§ TASK TO COMPLETE
Write the records out again without change. Leave the pictures behind.

§ Stored records
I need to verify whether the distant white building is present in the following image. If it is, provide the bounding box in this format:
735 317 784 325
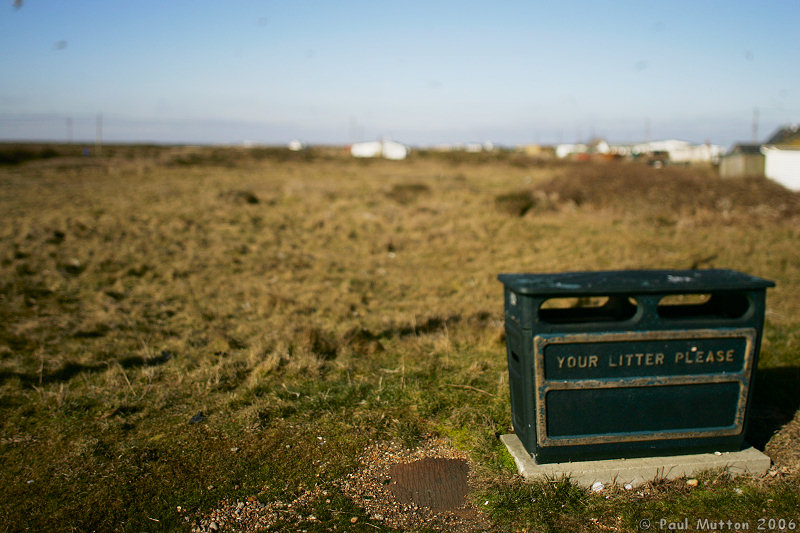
351 140 382 158
287 139 305 151
670 143 725 164
633 140 724 164
381 140 408 160
762 145 800 191
464 143 483 153
429 141 495 153
350 139 408 160
555 143 587 158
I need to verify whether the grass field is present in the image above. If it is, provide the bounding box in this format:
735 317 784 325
1 144 799 532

§ TASK SOLUTION
I need to verify whether the distant white building is present in the following image. If it is, provide the bounding box in this format:
735 317 784 325
351 140 382 158
287 139 305 151
670 143 725 164
633 140 724 164
381 140 408 160
762 145 800 191
464 143 483 153
429 141 495 153
350 139 408 160
555 143 587 158
I need to verify whether the grass field is present in the image above. If it is, provide the bounding box in this format:
735 317 784 325
1 144 799 532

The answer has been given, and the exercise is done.